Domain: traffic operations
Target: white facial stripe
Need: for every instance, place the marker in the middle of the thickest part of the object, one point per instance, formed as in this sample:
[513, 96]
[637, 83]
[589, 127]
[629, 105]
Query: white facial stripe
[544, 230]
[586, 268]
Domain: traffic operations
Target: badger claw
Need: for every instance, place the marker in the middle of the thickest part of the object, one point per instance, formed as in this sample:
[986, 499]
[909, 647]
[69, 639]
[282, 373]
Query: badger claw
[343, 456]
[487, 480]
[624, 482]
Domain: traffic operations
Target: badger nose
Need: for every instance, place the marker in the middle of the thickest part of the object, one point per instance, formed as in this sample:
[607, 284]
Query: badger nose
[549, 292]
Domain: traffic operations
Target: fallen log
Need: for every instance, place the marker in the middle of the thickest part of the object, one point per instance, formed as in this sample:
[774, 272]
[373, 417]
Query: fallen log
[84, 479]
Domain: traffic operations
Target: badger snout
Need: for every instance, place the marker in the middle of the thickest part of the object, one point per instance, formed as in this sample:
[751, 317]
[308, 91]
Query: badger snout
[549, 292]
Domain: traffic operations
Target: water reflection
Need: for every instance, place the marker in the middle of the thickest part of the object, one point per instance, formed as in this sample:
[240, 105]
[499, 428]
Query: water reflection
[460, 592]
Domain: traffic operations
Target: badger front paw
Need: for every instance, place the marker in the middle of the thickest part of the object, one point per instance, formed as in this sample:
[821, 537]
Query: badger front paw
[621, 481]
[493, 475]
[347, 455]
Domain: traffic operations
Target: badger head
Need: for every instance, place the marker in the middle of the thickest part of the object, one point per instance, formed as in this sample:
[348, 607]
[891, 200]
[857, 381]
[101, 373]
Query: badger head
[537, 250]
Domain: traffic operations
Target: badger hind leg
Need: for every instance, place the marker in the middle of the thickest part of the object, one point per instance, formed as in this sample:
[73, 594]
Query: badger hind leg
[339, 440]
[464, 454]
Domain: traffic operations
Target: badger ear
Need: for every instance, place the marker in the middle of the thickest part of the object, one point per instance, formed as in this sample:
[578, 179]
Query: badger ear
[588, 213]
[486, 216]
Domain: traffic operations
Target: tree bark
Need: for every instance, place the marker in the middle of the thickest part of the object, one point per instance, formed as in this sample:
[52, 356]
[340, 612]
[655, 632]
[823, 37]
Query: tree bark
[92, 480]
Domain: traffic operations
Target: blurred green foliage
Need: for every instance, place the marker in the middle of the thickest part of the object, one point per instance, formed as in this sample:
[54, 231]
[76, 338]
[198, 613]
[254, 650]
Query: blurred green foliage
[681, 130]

....

• [WHAT YOU SHOULD DO] Transcribe the data above in full, exactly.

• [ANSWER]
Domain: traffic operations
Target: white facial stripe
Need: for every instance, place the marker in the middle of the thickest part of the object, one point per instance, formed as in this sample:
[513, 96]
[637, 83]
[589, 127]
[629, 105]
Query: white facial stripe
[544, 230]
[586, 268]
Domain: traffic operations
Target: badger claw
Need: for every instance, place the marker in the middle of the thickest part of the object, one point per instance, formed as in this sample:
[986, 499]
[909, 647]
[69, 639]
[282, 373]
Query: badger claw
[343, 456]
[487, 480]
[624, 482]
Domain: traffic operations
Target: badger nose
Need: for every instance, place the marker in the middle of the thickest part of the object, one point per instance, formed as in this sample:
[607, 284]
Query: badger nose
[549, 292]
Domain: traffic operations
Target: fallen log
Need: for every instance, place the marker in the middle of the thickest part of the object, one point per instance, formed as in this sample:
[774, 272]
[373, 417]
Query: fallen log
[84, 479]
Domain: traffic operations
Target: badger snout
Need: for every instance, place the marker in the middle of the thickest part of the object, one point per instance, formed as in this sample:
[751, 317]
[308, 91]
Query: badger snout
[549, 292]
Domain: traffic operations
Target: water reflection
Need: for every instance, place the marker in the middle of the thickest part of the object, one point per instance, formed as in this sample:
[240, 105]
[499, 428]
Query: water reflection
[460, 592]
Domain: traffic operations
Target: badger front paw
Need: for every instance, place the marker in the middle of the thickest part of the object, one point per instance, formed as in this sample:
[821, 537]
Query: badger front paw
[621, 481]
[493, 475]
[347, 455]
Domain: traffic operations
Target: badger head
Need: for every instance, place the marker in the middle of the thickest part of the object, one point per instance, formed as in this sample:
[348, 607]
[891, 200]
[857, 381]
[101, 373]
Query: badger head
[537, 250]
Domain: traffic operations
Target: badger hind leg
Need: for every instance, place the marker in the middle of the thickest part of the object, one point per instance, formed as in this sample:
[73, 594]
Query: badger hind leg
[339, 440]
[464, 454]
Domain: traffic operations
Target: badger ear
Need: for every instance, place the marker in the middle of the thickest part of the object, one point per instance, formed as in this sample:
[578, 179]
Query: badger ear
[588, 213]
[486, 216]
Domain: traffic operations
Target: tree bark
Need: for every instance, place the marker in the middle of the thickest part of the object, one point per instance, formed as in this sample:
[52, 356]
[340, 612]
[655, 632]
[823, 37]
Query: tree bark
[92, 480]
Domain: traffic operations
Target: blurred green foliage
Need: for every instance, place the marker in the middle of the thickest part of the object, one point per instance, formed as in this sample:
[54, 231]
[76, 338]
[198, 613]
[254, 650]
Query: blurred green foliage
[681, 130]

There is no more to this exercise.